[Data supplied]:
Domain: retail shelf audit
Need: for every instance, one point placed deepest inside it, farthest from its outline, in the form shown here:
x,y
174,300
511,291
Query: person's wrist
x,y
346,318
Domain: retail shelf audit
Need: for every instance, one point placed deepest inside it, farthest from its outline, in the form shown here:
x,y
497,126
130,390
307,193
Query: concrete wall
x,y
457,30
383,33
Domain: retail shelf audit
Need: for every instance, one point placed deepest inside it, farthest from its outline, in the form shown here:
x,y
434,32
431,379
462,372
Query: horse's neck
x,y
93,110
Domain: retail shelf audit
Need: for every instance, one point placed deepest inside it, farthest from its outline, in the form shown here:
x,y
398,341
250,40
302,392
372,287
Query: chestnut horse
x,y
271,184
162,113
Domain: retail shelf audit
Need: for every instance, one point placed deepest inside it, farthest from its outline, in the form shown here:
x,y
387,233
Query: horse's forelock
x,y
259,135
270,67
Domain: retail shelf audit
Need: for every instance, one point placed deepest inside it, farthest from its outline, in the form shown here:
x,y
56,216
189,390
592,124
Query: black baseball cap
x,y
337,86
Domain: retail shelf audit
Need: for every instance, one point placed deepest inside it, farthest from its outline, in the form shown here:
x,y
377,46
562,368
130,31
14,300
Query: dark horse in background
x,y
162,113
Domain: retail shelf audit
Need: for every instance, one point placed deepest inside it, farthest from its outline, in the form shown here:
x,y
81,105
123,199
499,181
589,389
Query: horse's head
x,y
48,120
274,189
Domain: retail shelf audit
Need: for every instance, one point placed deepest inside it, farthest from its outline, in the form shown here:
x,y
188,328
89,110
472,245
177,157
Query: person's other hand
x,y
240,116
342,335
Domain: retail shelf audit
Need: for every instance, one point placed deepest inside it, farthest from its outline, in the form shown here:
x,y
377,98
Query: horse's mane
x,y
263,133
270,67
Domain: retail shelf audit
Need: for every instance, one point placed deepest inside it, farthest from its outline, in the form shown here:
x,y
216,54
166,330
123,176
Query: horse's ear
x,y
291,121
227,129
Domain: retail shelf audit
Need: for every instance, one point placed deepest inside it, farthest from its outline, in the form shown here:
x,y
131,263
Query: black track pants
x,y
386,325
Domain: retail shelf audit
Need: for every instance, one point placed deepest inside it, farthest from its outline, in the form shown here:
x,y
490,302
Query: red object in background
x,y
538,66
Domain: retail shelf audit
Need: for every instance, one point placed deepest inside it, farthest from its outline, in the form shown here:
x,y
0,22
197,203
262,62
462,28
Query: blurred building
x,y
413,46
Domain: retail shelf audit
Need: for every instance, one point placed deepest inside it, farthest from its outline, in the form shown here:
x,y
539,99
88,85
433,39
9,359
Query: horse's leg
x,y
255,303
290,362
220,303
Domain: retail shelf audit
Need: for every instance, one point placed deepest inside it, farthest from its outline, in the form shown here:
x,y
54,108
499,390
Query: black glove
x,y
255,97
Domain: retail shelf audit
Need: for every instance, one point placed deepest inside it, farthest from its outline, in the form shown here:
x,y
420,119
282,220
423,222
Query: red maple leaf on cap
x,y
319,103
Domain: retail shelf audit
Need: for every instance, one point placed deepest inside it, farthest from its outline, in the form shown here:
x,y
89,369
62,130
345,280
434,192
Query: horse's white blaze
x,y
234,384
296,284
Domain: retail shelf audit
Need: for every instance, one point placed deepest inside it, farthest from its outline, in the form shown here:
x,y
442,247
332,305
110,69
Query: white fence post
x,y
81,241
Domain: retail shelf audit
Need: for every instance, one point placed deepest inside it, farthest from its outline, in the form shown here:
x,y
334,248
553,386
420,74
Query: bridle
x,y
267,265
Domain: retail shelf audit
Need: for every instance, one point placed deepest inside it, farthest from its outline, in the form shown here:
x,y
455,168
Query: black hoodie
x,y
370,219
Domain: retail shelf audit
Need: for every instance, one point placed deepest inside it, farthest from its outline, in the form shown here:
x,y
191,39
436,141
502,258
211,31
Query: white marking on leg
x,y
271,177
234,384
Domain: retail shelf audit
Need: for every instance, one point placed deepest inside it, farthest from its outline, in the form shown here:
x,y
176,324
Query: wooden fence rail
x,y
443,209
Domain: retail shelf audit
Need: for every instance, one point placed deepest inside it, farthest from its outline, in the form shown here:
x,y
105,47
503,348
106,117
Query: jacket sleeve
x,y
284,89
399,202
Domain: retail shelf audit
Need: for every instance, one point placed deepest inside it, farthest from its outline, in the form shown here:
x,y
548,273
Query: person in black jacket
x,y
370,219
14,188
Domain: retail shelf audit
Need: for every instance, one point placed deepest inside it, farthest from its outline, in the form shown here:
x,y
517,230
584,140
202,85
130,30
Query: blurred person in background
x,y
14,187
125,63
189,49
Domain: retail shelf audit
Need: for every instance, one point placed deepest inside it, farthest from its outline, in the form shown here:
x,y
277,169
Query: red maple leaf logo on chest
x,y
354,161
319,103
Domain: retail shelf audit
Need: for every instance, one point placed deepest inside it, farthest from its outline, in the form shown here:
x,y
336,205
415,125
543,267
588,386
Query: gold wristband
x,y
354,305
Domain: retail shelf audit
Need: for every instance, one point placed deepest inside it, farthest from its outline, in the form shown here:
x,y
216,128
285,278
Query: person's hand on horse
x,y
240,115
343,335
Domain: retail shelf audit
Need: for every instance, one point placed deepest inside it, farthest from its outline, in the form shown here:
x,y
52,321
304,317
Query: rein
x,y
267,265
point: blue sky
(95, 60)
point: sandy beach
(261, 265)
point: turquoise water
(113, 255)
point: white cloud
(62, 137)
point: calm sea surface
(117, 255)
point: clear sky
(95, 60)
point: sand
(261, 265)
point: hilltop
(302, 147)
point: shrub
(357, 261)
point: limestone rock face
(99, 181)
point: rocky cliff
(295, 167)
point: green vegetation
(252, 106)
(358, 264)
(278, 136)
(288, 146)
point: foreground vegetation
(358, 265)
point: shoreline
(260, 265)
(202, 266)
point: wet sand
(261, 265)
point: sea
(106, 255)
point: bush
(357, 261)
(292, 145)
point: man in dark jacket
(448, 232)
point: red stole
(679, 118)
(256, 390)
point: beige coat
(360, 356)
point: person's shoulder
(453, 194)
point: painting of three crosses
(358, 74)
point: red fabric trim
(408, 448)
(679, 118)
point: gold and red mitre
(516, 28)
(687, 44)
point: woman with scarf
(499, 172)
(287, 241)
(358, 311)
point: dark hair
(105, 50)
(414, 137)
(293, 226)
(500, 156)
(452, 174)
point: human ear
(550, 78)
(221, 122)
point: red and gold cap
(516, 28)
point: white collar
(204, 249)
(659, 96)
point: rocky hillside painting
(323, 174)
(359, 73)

* * *

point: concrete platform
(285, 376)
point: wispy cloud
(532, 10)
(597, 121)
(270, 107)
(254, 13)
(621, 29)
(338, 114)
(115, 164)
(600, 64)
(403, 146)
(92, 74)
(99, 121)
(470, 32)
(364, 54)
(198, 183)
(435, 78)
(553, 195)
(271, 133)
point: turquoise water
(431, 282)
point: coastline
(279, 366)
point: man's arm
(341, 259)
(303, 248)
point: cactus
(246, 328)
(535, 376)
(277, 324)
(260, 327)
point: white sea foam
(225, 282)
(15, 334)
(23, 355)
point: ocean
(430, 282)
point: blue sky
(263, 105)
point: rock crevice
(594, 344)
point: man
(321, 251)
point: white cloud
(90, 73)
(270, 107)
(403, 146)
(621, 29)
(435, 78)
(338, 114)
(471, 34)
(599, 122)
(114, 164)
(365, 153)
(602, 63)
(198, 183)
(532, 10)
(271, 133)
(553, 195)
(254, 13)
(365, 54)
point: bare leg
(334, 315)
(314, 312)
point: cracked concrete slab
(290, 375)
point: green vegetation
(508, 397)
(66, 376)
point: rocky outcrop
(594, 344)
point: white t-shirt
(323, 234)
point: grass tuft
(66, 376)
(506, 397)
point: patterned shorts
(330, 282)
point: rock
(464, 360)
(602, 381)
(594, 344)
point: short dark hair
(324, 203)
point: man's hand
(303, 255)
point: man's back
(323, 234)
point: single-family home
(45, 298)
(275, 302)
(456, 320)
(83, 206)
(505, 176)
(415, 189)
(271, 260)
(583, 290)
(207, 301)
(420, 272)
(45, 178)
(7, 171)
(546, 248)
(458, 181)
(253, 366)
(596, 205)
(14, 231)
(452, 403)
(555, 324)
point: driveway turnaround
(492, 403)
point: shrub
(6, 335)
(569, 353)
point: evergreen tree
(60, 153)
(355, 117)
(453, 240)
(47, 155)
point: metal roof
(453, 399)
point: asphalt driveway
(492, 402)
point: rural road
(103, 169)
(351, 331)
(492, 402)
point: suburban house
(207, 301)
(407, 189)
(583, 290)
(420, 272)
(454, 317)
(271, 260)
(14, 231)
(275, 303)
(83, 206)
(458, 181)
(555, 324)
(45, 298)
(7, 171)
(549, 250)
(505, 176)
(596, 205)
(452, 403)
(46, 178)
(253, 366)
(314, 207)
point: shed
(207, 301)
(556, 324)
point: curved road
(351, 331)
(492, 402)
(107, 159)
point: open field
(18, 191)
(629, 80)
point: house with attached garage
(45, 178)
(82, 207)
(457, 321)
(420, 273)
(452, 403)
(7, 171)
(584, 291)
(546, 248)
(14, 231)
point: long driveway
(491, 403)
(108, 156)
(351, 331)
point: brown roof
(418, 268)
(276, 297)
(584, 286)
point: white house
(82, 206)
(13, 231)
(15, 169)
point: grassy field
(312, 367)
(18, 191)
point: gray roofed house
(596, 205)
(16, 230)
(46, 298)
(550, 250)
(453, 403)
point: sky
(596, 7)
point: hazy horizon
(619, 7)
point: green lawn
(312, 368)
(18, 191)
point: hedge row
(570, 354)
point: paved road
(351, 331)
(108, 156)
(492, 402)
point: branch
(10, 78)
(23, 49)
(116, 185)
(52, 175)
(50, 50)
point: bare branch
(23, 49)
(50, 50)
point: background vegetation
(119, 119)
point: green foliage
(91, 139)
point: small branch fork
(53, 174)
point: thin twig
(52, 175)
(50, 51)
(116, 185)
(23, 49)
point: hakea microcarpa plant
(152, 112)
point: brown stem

[Exercise prompt]: In the listing above, find the line with "point: paved road" and the line with "point: brown stem"; output exactly those lines and all lines between them.

[Exercise output]:
point: paved road
(351, 331)
(108, 156)
(492, 402)
point: branch
(10, 78)
(23, 49)
(116, 185)
(52, 175)
(50, 50)
point: bare branch
(23, 49)
(50, 50)
point: background vegetation
(119, 119)
point: green foliage
(91, 139)
point: small branch fork
(53, 174)
point: thin twig
(52, 175)
(50, 51)
(116, 185)
(23, 49)
point: hakea microcarpa plant
(152, 112)
point: brown stem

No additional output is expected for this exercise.